→ Required work
Copy out every line of the records below exactly, leaving out the pictures.

→ Entries for pointing and labeling
▼

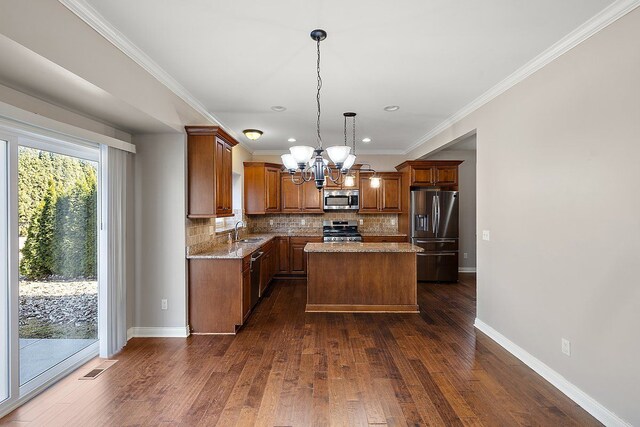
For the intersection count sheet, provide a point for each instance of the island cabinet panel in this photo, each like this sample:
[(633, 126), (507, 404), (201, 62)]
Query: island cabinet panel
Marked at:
[(209, 160), (386, 198), (261, 188), (368, 281)]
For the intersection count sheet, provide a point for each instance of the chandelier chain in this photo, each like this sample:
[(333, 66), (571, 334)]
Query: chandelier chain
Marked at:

▲

→ Exercise result
For the intersection count sheet, provide a point for each instance of the island cabinet panel in this photo, each like this sample:
[(633, 126), (507, 404), (201, 62)]
Query: island cabinet panel
Marked at:
[(209, 160), (386, 198), (261, 188), (368, 281)]
For the intersection count sheet, provide a point for each instance of the chandelier chain in this photo, each like this sample:
[(333, 66), (571, 334)]
Query: chandelier chain
Marked at:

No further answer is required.